1. In this case one Bhirgu Singh was tried summarily by a Magistrate of the First Class and convicted under Section 174 of the Indian Penal Code. The offence alleged against him was that being legally bound to attend at a certain place and time in obedience to a summons, notice or order from a public servant he had intentionally omitted to attend. In this case the public servant who issued the directions to attend was a Tahsildar and the direction purports to have been issued under Section 147 of the Land Revenue Act. That section says that
when an arrear of revenue becomes due, a writ of demand calling on the defaulter to pay the amount within a time therein stated or a citation to appear may issue.
2. It was alleged on behalf of the Crowns that a citation had issued. A Tahsildar had power to issue the citation. The only question that arises in the case is whether the power to issue citation connotes a legal liability on the part of the person to whom the citation is issued to attend. The Board has framed a form which embodies both the writ of demand and the citation in one document.
3. It was in the following form:
Whereas a sum of R... on account of arrears of instalment in respect of...is due against you, you are hereby directed (hidayat) that in case the entire arrears aforesaid and process-fee in respect of this summons are not paid immediately you should appear before this Court at...on....
4. A foot-note to this document says that 'Failure to attend shall be punishable under Section 174 of the Indian Penal Code.' The document is further headed 'Summons requiring attendance' (in vernacular 'summon hazri').
5. Two things may be noted about this document. The first is that by embodying the writ of demand and the citation in the same form the Board of Revenue in practice deprived themselves of the option of sending either a writ of demand or a citation; but if they have chosen to deprive themselves in practice of that option there is nothing illegal in their so doing.
6. The second point to be noted is that in two places the vernacular word used is 'summons' and the foot-note declares omission to comply to be punishable under Section 174 of the Indian Penal Code. To give full force to the use of the word 'summons' and the foot-note would be to beg the question which we have to decide, and if omission to comply is not punishable by law, a mere declaration in the form that it is punishable will clearly be wholly ineffective. The question is whether there is any different effect to be given to the use of the word 'citation' in Section 147 and to the use of the word 'summons.' As we have said the Magistrate found the accused guilty under Section 174 of the Indian Penal Code. On appeal he was acquitted by the learned Sessions Judge and from that acquittal the Local Government has filed the present appeal. On behalf of the opposite party it has been pointed out to us that in the N.W.P. Act (Act 19 of 1873) Section 151, there was only a provision for the writ of demand. There was no power to issue either a citation or a summons. In the Oudh Act (No. 17 of 1876), Section 114, there was provision for a writ of demand or a 'summons' to appear; while finally in the present Act No. 3 of 1901, Section 147, in which both the previous Acts are combined, there is provision for a writ of demand or a 'citation'.

Provided data:
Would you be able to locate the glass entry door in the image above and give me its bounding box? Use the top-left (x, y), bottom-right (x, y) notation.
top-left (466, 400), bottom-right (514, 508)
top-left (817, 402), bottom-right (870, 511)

Objective A:
Retype the judgment on the Section 174 conviction from "2. It was alleged" up to and including "this Court at...on....".
Objective B:
Translate this sentence from the judgment on the Section 174 conviction into Spanish: "The only question that arises in the case is whether the power to issue citation connotes a legal liability on the part of the person to whom the citation is issued to attend."
Objective C:
Answer these questions from the judgment on the Section 174 conviction:
(i) Under which section of the Indian Penal Code was Bhirgu Singh convicted?
(ii) Who acquitted him on appeal?
(iii) Which Act and section provided for a writ of demand or a "summons" to appear?

Full solution A:
2. It was alleged on behalf of the Crowns that a citation had issued. A Tahsildar had power to issue the citation. The only question that arises in the case is whether the power to issue citation connotes a legal liability on the part of the person to whom the citation is issued to attend. The Board has framed a form which embodies both the writ of demand and the citation in one document.
3. It was in the following form:
Whereas a sum of R... on account of arrears of instalment in respect of...is due against you, you are hereby directed (hidayat) that in case the entire arrears aforesaid and process-fee in respect of this summons are not paid immediately you should appear before this Court at...on....

Full solution B:
La única cuestión que se plantea en el caso es si la facultad de emitir una citación implica una obligación legal de comparecer por parte de la persona a quien se dirige la citación.

Full solution C:
(i) Section 174.
(ii) The learned Sessions Judge.
(iii) The Oudh Act (No. 17 of 1876), Section 114.